**WORK TO BE COMPLETED:** Write out every line of the records below word for word, changing nothing.

Position annotation records:
# # # # # # #

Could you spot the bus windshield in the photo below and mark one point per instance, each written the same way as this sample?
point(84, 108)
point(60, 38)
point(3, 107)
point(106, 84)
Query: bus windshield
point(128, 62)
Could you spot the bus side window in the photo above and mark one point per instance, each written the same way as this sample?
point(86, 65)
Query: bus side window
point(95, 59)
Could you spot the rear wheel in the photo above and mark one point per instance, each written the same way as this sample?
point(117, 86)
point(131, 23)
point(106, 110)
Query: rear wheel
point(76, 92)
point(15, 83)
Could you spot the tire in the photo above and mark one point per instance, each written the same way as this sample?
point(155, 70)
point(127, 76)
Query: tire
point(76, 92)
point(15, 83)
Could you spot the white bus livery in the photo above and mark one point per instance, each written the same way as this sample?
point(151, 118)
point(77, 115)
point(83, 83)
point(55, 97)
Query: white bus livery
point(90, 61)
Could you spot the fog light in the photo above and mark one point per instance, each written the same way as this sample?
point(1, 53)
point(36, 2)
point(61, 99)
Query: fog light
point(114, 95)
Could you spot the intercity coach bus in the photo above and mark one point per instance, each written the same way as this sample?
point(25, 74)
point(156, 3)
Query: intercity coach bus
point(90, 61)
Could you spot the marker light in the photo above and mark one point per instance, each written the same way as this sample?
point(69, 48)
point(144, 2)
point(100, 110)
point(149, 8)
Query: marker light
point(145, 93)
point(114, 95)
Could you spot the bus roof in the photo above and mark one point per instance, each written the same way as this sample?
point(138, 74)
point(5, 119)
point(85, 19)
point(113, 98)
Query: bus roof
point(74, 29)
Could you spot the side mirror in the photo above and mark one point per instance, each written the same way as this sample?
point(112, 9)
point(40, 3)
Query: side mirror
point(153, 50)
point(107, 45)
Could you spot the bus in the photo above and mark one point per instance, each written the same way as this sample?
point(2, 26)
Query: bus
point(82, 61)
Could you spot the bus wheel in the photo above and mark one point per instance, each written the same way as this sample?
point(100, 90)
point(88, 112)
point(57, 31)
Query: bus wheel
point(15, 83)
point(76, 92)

# # # # # # #

**SOLUTION TO THE EXERCISE:**
Could you spot the bus windshield in the photo below and mark one point per instance, each written the same way as this sample?
point(84, 108)
point(60, 38)
point(3, 107)
point(106, 84)
Query: bus windshield
point(128, 62)
Could you spot the bus side window in the photo above and mark one point per instance, each written the same way as this sample?
point(86, 65)
Query: bus side window
point(95, 59)
Could you spot the rear wheel in the photo above and mark one point per instance, each written the same way as this sample?
point(117, 86)
point(131, 23)
point(106, 110)
Query: rear wheel
point(76, 92)
point(15, 83)
Could you spot the tire in the photo above and mark one point per instance, each written the same way as this sample?
point(155, 70)
point(127, 76)
Query: tire
point(76, 92)
point(15, 83)
Could you spot the white bus livery in the photo above and mark one point per instance, each written the same way as this sample?
point(151, 118)
point(77, 115)
point(83, 83)
point(55, 97)
Query: white bus livery
point(90, 61)
Could you spot the fog light in the photo above and mark one point per instance, each written the same way as this sample?
point(1, 53)
point(36, 2)
point(61, 99)
Query: fog light
point(114, 95)
Could you spot the intercity coach bus in the photo above and mark one point per instance, each written the same way as this sample?
point(25, 74)
point(156, 3)
Query: intercity coach bus
point(90, 61)
Could you spot the marker light in the photo above and mark one point per instance, each written the same way as this sample?
point(69, 48)
point(144, 2)
point(100, 110)
point(149, 8)
Query: marker light
point(145, 93)
point(114, 95)
Could you spot the bus roof in the photo above and mark one point per instance, each written the same way as this sample?
point(138, 74)
point(5, 119)
point(85, 19)
point(113, 98)
Query: bus roof
point(74, 29)
Could you spot the side mirror in the photo above and mark one point per instance, each written the same way as this sample?
point(112, 9)
point(40, 3)
Query: side mirror
point(153, 50)
point(107, 45)
Could you spot the bus in the photo above and mark one point per instance, each written the same way as this sample?
point(2, 26)
Query: bus
point(82, 61)
Could you spot the bus wheel in the photo above and mark one point per instance, each written the same way as this sample?
point(100, 90)
point(88, 112)
point(57, 31)
Query: bus wheel
point(15, 83)
point(76, 92)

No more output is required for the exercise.